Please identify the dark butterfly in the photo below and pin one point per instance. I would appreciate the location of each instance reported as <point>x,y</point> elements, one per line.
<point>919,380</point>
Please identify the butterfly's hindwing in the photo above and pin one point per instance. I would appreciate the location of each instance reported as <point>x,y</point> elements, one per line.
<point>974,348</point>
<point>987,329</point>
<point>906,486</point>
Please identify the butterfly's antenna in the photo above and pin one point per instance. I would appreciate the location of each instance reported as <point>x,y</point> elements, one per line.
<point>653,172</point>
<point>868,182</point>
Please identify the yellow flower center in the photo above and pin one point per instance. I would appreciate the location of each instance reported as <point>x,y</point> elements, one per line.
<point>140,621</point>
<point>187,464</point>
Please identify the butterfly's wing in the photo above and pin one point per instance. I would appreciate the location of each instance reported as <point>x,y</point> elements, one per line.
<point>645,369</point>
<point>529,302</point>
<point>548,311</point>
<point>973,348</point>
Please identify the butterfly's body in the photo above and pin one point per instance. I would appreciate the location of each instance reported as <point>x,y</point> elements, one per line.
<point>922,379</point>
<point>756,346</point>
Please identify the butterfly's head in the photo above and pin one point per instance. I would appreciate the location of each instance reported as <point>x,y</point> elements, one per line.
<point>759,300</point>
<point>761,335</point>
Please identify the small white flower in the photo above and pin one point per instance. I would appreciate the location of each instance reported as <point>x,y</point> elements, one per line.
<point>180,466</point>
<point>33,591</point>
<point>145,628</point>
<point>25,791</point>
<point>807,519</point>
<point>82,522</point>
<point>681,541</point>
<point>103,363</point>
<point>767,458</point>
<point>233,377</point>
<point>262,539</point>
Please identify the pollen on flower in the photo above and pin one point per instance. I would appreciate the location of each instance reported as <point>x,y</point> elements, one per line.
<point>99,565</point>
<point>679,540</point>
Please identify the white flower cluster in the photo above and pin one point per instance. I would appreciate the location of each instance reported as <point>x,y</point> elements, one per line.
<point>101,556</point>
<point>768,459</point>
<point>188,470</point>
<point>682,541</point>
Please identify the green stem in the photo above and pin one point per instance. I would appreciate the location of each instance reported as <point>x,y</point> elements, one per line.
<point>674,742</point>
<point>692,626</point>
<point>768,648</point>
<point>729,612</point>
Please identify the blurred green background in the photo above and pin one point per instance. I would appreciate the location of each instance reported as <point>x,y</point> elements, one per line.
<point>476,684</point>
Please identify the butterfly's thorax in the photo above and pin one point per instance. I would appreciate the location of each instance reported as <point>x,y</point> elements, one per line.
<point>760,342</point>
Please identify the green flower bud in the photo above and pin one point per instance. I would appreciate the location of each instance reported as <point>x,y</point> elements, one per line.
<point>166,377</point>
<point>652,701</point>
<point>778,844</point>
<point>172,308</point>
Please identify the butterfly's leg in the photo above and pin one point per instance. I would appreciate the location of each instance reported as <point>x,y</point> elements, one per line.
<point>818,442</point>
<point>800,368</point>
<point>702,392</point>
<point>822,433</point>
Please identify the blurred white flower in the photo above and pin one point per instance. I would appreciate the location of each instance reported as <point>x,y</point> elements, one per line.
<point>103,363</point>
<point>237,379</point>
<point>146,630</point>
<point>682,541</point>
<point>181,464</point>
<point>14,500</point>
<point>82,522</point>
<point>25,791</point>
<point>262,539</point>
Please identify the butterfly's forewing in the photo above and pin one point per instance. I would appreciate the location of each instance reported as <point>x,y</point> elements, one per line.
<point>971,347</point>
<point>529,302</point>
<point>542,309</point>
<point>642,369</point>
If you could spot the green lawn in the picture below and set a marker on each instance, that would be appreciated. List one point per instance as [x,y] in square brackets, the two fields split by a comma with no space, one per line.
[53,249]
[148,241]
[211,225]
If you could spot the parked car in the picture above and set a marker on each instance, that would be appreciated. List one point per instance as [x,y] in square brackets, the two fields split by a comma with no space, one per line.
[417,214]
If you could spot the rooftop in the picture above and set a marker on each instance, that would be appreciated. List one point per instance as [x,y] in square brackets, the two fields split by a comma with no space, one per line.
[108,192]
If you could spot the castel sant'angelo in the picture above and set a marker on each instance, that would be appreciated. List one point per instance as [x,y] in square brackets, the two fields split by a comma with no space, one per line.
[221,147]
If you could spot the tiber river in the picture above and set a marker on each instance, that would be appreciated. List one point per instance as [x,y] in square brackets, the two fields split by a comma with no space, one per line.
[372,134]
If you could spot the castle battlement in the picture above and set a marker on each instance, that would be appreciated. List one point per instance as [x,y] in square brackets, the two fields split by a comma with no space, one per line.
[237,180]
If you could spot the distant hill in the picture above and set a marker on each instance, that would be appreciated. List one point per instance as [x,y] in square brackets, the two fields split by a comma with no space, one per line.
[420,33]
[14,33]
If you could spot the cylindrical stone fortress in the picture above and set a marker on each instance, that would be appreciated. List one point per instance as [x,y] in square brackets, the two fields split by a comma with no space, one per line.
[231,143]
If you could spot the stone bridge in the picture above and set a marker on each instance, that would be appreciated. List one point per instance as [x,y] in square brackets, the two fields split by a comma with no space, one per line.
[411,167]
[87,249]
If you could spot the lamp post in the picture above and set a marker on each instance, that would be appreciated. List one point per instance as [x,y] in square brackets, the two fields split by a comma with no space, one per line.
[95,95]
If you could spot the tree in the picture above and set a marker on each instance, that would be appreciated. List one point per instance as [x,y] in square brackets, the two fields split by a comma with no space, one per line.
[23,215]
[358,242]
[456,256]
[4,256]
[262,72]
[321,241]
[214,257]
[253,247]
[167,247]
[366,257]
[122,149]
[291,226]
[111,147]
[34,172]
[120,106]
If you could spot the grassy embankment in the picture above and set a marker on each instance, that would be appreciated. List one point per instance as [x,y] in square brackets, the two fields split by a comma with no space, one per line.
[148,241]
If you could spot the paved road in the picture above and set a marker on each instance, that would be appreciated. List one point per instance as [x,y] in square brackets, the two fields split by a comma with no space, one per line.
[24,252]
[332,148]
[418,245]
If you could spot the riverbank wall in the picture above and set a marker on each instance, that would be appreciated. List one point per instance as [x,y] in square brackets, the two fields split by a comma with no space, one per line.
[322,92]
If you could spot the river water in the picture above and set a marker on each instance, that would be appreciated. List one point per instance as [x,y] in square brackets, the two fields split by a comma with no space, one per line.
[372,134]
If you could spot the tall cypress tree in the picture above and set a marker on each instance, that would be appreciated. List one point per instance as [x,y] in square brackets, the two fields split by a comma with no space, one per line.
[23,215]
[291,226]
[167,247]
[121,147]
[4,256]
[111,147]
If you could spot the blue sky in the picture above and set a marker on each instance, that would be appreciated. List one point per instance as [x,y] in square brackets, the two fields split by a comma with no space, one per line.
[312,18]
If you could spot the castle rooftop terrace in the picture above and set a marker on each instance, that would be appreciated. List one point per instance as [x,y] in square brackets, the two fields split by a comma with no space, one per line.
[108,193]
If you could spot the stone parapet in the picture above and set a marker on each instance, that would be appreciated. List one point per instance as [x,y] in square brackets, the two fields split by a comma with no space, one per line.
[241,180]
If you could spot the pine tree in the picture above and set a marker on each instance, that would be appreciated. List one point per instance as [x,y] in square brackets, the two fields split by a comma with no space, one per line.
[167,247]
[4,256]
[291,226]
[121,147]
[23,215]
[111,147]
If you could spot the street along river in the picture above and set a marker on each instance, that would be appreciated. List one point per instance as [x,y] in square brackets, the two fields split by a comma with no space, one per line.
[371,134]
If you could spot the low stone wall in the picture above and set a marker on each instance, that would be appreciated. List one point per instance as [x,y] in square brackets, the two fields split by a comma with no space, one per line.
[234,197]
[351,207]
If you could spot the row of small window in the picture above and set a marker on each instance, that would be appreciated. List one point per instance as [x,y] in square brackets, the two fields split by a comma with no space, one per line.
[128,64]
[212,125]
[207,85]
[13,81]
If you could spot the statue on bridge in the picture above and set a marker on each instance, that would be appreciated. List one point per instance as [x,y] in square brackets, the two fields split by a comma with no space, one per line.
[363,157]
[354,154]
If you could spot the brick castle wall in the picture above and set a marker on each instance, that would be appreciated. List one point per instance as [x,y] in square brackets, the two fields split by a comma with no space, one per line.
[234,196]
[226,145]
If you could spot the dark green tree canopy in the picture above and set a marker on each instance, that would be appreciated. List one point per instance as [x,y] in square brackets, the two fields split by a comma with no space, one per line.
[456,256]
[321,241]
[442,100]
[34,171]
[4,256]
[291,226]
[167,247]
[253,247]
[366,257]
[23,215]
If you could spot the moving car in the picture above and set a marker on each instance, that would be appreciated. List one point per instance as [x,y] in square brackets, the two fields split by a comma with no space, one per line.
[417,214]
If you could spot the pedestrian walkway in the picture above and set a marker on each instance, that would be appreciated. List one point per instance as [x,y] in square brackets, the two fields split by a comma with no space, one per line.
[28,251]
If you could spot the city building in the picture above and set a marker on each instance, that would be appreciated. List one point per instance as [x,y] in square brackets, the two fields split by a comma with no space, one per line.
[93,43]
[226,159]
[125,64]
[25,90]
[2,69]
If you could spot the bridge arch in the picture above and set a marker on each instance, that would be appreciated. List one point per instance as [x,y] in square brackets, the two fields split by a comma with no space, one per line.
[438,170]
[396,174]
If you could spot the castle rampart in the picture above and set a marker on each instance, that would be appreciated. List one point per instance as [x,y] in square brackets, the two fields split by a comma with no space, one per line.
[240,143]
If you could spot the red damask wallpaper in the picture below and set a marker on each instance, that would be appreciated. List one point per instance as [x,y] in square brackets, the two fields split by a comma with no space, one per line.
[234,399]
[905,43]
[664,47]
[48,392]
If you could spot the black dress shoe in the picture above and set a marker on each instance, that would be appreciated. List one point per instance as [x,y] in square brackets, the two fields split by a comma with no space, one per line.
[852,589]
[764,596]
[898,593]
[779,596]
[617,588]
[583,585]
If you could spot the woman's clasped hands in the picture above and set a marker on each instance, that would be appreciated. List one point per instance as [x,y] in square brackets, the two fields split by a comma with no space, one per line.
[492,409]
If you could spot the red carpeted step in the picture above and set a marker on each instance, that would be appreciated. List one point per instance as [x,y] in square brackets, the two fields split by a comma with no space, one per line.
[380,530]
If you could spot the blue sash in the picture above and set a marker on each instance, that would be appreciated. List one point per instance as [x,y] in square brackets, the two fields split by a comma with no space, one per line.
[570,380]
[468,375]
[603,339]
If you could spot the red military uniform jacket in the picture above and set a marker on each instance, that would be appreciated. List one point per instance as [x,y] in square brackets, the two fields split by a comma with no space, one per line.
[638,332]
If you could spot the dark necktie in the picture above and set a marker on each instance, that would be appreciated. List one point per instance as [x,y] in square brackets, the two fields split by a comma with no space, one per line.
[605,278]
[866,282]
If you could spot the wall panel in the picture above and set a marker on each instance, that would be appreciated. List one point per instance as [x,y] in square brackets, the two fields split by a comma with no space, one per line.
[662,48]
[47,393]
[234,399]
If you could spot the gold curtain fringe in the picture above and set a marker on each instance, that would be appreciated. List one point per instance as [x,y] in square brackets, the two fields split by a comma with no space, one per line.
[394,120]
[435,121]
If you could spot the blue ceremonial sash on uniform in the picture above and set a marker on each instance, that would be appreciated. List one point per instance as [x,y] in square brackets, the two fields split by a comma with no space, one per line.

= = = = =

## YOUR ASSIGNMENT
The required answer is the line with "If you could spot the wall" plus every line after it to the end of the entries above, transcribed exactly.

## ANSWER FOR THE TASK
If you could spot the wall panel in the picture above and set a marker on each instance, that would be appreciated. List one point per instance as [x,y] in square brackets, the two fields split by a comma with no space, one per line.
[662,48]
[47,393]
[234,399]
If you could spot the gold curtain fringe in the picture above and set a marker on each instance, that would be appreciated. List one point per instance as [x,y] in square brackets, the two fields split by a comma with no space, one per line.
[394,120]
[435,121]
If you could spot the blue ceremonial sash on uniform in the picture above and set a marker on each instance, that would be appreciated. List one point per instance as [x,y] in square brackets, the two fields split by a comma with no space, one per line.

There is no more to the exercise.